* Texto fornecido:
== == ==

Apesar dos modelos educativos poderem e serem de facto ultrapassados, jamais será ultrapassada a necessidade que as nossas crianças têm de aprenderem os vários valores éticos e morais. Reparem que a sociedade poderá mudar, e mudará, de facto, contudo, jamais mudará que todos queremos viver em paz e felizes, que todos queremos um mundo mais pacífico e com oportunidades de realização para todos. Se queremos um mundo pacífico, então temos todos forçosamente que aprender a sermos pacíficos. Não há outra via para a paz a longo prazo do que valorizar a paz e praticá-la.


Os Yogis sábios da antiguidade sabiam que os valores éticos e morais são a estrutura que sustenta a paz entre os humanos. Algures, no grande épico Mahābhārata, ocorre a popular frase “ahiṁsā paramaḥ dharmaḥ” – a não-violência é a maior virtude, é o maior valor. Os Yogasūtras, no sūtra 2.30, também mencionam este valor como um dos yamas, disciplinas comportamentais nas quais nos abstemos de algo. Para a pessoa que estude Vedānta o valor da pacificidade também é conhecido e denotado pelos Mestres como sendo de suma importância. Então, este é, sem dúvida alguma, um valor a ser ensinado a todas as crianças do mundo.

Mas o que é ahiṁsā, não-violência ou pacificidade?

A definição em sânscrito é a seguinte –

वाङ्मनःकायैः सर्वभूतानां पीडाभावः अहिंसा ॥
vāṅmanaḥkāyaiḥ sarvabhūtānāṁ pīḍābhāvaḥ ahiṃsā ||
A não-violência é a ausência de violência para com todos os seres vivos, ao nível da voz, da mente e do corpo.

Este valor tem que ser valorizado através da compreensão consensual e comum de que ninguém gosta de ser objeto de uma ação violenta, seja ela mental, oral ou física. Quero dizer com isto que é do senso comum o seguinte: “se não gosto que me façam mal, que me violentem, então não farei mal aos demais, não violentarei os demais, pois também, certamente, eles não gostarão”. A reflexão nesta ideia deverá ser encorajada a todas as crianças, e deverá ser acompanhada da lembrança das emoções sentidas quando a criança se sentiu violentada. O valor da paz só poderá ser verdadeiramente valorizado quando se torna um valor para o próprio, portanto, quando o próprio o valoriza.

== == ==

* Tarefa breve:
Responda às perguntas com base no texto sobre a não-violência:
1. Em que grande épico ocorre a frase "ahiṁsā paramaḥ dharmaḥ"?
2. Em que sūtra dos Yogasūtras este valor é mencionado como um dos yamas?
3. Segundo a definição em sânscrito, em que três níveis deve haver ausência de violência para com todos os seres vivos?

* Dados do exercício:
== == ==

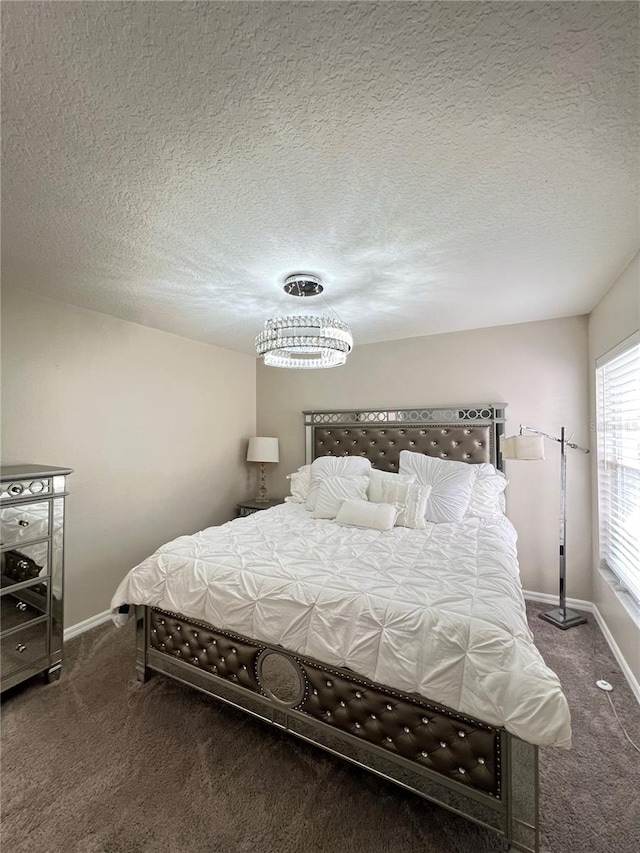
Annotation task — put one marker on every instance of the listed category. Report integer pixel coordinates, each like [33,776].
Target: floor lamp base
[563,618]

== == ==

* Resposta ao exercício:
1. A frase ocorre no Mahābhārata.
2. O valor é mencionado no sūtra 2.30.
3. Deve haver ausência de violência ao nível da voz, da mente e do corpo.